- TASK DATA
==============================
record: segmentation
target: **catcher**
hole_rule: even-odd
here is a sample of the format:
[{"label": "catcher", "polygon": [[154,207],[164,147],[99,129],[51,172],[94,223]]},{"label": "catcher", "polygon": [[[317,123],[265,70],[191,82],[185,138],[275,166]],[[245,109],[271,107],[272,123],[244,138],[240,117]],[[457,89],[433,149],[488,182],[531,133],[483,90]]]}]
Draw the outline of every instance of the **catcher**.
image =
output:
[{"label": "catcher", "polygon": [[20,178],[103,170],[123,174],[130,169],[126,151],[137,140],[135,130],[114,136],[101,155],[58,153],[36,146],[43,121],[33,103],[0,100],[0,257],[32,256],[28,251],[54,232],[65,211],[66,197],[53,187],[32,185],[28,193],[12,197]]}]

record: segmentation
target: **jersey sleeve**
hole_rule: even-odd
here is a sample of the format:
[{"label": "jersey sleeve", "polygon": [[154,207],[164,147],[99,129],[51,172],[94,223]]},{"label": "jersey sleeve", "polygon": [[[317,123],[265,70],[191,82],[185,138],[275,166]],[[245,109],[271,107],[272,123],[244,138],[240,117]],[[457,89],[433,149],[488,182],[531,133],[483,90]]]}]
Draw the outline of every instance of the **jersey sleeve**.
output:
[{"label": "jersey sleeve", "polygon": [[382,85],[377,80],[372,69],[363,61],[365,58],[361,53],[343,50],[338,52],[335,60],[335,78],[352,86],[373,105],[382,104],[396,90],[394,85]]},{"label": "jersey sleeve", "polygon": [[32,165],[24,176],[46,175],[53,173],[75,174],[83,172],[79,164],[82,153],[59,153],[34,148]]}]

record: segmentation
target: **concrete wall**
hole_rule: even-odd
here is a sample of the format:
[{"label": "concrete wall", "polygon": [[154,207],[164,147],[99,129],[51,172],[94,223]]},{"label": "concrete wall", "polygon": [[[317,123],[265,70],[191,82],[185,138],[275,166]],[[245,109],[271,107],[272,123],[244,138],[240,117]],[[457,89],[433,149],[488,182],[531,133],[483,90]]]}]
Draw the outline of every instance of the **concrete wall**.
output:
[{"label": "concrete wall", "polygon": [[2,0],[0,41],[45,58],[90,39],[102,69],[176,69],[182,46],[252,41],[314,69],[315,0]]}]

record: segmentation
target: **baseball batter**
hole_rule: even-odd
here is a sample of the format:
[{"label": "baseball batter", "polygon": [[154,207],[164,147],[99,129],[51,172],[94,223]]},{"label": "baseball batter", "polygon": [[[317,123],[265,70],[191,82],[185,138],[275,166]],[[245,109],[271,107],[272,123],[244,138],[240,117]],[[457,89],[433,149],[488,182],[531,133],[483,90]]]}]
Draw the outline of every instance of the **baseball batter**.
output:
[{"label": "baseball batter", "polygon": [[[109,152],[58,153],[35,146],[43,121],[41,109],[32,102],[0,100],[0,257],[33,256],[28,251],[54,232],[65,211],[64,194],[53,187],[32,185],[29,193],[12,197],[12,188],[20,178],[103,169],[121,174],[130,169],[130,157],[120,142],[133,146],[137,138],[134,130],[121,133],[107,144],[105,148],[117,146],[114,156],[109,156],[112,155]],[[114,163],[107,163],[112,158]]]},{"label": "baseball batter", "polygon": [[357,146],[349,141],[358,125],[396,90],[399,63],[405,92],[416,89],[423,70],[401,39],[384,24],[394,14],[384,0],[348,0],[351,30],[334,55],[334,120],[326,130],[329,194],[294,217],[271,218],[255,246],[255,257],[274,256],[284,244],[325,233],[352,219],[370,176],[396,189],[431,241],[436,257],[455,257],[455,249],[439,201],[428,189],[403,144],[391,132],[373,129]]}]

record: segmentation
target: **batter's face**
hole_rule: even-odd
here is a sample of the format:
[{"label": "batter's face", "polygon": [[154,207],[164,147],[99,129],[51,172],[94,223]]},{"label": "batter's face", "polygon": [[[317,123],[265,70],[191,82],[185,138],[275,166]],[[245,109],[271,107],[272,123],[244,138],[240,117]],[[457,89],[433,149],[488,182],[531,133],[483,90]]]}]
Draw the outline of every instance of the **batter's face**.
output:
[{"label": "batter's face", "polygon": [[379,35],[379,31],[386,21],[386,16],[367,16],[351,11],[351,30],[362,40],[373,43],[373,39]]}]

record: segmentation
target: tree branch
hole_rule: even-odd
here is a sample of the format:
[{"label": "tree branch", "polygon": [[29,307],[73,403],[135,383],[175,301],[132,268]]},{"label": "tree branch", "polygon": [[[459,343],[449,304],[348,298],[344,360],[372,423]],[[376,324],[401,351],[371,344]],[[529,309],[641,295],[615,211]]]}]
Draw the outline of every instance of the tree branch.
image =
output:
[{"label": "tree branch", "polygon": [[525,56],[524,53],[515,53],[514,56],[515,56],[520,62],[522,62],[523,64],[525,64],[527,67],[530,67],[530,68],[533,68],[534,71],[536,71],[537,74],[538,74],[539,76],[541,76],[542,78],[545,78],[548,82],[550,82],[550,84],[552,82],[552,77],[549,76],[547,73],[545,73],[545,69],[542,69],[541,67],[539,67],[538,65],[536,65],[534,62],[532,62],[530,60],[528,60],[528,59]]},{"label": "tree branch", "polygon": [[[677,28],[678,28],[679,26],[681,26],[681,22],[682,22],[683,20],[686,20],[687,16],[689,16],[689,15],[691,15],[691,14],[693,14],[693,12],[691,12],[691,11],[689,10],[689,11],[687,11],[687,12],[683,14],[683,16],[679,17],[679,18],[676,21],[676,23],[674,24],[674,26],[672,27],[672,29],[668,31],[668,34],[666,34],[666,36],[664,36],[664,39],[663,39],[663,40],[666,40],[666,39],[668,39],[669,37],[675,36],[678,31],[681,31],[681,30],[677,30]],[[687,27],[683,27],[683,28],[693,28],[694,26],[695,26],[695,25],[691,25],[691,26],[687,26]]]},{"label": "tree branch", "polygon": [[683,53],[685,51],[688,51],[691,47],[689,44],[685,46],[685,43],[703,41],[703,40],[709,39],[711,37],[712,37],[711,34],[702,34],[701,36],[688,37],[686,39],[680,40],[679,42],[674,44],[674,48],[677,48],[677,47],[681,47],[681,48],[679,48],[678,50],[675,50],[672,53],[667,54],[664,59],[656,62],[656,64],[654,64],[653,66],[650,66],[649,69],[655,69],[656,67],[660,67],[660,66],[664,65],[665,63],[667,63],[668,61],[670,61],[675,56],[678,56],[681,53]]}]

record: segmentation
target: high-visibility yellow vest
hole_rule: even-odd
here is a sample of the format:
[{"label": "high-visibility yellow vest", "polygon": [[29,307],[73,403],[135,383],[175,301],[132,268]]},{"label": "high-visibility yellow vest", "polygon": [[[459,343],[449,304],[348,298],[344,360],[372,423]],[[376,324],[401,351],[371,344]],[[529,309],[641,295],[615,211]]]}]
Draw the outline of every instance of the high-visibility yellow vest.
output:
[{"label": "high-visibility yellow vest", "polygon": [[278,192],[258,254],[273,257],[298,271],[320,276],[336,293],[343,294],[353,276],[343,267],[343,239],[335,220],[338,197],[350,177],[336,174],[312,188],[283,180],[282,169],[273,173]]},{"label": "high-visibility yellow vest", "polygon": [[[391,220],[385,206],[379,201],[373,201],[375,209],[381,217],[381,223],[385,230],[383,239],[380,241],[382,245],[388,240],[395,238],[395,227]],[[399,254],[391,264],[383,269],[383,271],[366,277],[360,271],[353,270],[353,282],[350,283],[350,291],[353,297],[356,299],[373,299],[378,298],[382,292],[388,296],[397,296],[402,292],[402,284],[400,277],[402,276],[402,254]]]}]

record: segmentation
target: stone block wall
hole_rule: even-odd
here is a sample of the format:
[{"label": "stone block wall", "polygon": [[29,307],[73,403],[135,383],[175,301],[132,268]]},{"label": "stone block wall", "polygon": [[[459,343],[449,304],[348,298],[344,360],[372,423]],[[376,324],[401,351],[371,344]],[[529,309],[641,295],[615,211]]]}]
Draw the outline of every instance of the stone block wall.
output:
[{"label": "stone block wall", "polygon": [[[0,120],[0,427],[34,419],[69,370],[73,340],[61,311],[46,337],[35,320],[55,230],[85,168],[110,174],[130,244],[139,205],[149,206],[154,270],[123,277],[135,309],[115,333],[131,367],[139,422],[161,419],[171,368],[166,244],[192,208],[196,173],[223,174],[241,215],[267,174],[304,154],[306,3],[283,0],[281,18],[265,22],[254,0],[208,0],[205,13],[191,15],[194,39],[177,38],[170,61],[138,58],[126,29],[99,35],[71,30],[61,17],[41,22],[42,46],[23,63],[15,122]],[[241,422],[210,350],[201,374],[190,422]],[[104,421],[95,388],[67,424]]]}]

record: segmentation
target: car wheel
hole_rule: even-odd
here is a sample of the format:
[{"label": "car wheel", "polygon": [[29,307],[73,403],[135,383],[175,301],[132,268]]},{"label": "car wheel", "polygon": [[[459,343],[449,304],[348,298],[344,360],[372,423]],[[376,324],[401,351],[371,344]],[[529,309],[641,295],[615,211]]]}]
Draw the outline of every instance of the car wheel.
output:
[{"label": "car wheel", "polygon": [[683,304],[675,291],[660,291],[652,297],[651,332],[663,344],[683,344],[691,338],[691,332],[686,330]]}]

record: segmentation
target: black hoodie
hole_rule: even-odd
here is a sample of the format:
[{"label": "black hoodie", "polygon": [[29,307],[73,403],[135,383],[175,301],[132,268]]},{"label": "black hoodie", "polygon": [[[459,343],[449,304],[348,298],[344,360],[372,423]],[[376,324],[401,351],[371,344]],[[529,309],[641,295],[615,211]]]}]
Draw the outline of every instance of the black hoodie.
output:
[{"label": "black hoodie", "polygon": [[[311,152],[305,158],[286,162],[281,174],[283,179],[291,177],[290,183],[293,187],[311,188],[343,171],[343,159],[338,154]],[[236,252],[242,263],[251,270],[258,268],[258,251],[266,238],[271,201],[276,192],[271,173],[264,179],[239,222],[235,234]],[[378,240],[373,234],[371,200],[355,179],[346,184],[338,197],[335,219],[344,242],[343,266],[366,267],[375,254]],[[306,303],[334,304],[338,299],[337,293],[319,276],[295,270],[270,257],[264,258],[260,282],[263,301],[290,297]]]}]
==============================
- TASK OBJECTIVE
Pick out every line of the records above that contains the string "vest", and copy each of those lines in full. Case counts.

- CORRECT RESPONSE
target: high-visibility yellow vest
[{"label": "high-visibility yellow vest", "polygon": [[29,307],[73,403],[135,383],[175,301],[132,268]]},{"label": "high-visibility yellow vest", "polygon": [[[459,343],[449,304],[348,298],[344,360],[372,423]],[[376,324],[401,351],[371,344]],[[529,309],[641,295],[615,211]]]}]
Draw the outline of every instance of the high-visibility yellow vest.
[{"label": "high-visibility yellow vest", "polygon": [[278,192],[258,254],[273,257],[298,271],[320,276],[336,293],[343,294],[353,276],[343,267],[343,239],[335,220],[338,197],[350,177],[336,174],[312,188],[283,180],[282,169],[273,173]]},{"label": "high-visibility yellow vest", "polygon": [[[391,220],[385,206],[379,201],[373,201],[375,209],[381,217],[381,223],[385,230],[383,239],[380,241],[382,245],[388,240],[395,238],[395,227]],[[399,254],[391,264],[383,269],[383,271],[366,277],[360,271],[353,270],[353,282],[350,283],[350,291],[353,297],[356,299],[373,299],[378,298],[382,292],[388,296],[397,296],[402,292],[402,284],[400,277],[402,276],[402,254]]]}]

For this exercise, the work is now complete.